#### Excerpted passage
┏━━

The Small Things that Save the Worlds—or Christian Imagery in The Wonderland’s Isekai

We don’t always need an epic character arc. Not in anime, and not in real life. Sometimes, it’s the smallest of steps that transforms a life. At its heart, despite all the fantastical creatures, stunning scenery and heroic destinies of an isekai adventure, this is what The Wonderland is about: the minor, muted act of taking a single step, of eyes opening to the beauty of the world, and in so doing, of finding the courage to mend a mistake.

Akane and Chii-chan are in for an adventure!

The Wonderland follows teenager Akane as she and shop-owner Chii-chan are invited on a journey to a mirror world by a mustachioed alchemist, Hippocrates, and his diminutive magical assistant, Pipo. All is not well in this wonderland though. The failure of the land’s prince to complete an important ritual has left the realm on the brink of drought. Akane, whom Hippocrates greets as the long-awaited Goddess of the Green Winds, is expected to rescue the Prince and enable him to complete the ritual, releasing water and life once again throughout the world. Akane is not terribly enthused about her intended mythic role, but sets off reluctantly through the trap door in the shop floor to the grandiose adventure that awaits. (Starting with an encounter with a very large pink bird.)

┗━━

#### Listing
┏━━

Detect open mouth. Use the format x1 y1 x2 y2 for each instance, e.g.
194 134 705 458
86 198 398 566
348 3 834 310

┗━━
┏━━

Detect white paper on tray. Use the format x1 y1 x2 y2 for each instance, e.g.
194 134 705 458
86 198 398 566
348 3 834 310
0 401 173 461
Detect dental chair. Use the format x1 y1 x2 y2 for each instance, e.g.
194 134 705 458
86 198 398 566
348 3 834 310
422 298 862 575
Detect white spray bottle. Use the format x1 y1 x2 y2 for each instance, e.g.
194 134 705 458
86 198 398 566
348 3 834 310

┗━━
┏━━

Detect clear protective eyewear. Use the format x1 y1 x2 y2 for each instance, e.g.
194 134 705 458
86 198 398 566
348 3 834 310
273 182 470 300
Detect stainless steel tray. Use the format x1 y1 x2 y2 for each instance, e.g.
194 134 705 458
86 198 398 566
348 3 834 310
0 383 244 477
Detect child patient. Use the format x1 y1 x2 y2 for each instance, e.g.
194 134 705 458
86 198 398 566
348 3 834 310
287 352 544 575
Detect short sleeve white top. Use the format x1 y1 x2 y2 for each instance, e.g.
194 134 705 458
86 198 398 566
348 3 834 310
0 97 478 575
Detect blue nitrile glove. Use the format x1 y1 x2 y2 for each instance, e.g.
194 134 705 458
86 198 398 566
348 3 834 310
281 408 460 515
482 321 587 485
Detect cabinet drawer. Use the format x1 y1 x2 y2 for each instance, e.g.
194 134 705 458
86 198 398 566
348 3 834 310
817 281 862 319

┗━━

#### Exercise task
Pick up the essay on Christian imagery in The Wonderland after its last sentence and write the next part. The records were drawn from a different source than the essay.

#### Solved exercise
But the real story that underpins this fantastical journey is a much more modest one. And one of much greater significance for normal Earth-bound folk like you and me. You see, Akane is feeling guilty—and she doesn’t know how to deal with it.

The film opens with her complaint that she is “moping in this nice weather like an idiot.” Her entire reality is colored not by her beautiful surroundings or the lovely summer day, nor by her mother’s love or the feline displays of affection from her tuxedo cat Gorobeh, who shoves his furry butt in her face (typical); but by her guilt and the suffocating discomfort it has wrapped her up in.

At school the day before, her group of four friends stone-walled one of their number, Mayuko, over a misunderstanding about coordinating hairpins. It was a small miscommunication that Akane could sympathize with, but chose not to. When her friend asked for Akane’s help in patching things up with the other three, Akane blanked her, too afraid to run the risk of rejection herself, presumably. As the film begins, she is faking illness so that she won’t have to go to school and face Mayuko, whose texts she’s also ignoring.

Akane has committed a “sin of omission”—she has failed to do an act of kindness. And although it is small enough that many would probably shrug it off, it is making her miserable.

So much so, that Akane’s guilt blinds her to her surroundings. She cannot see the profusion of flowers and the sea of brilliant colors with which her home is awash, both inside and out. (She even tells the prince later that her world lacks color and the beauty of nature!) She cannot recognize the garden that her mother so faithfully cultivates, or the life-giving home she provides, instead dismissing her mom as a mere housewife who has it easy. Akane is oblivious to the love and loveliness around her.

As a result, she cannot receive it or let it in. Even when her mother, Midori, prepares a veritable feast for her, she is too self-conscious to acknowledge the gratuitous generosity being extended to her. She stays firmly put in her grieved state, grumbling and whining when her mother asks her to run a simple errand. She is in a bad mood and she will fight tooth and nail to hold onto it.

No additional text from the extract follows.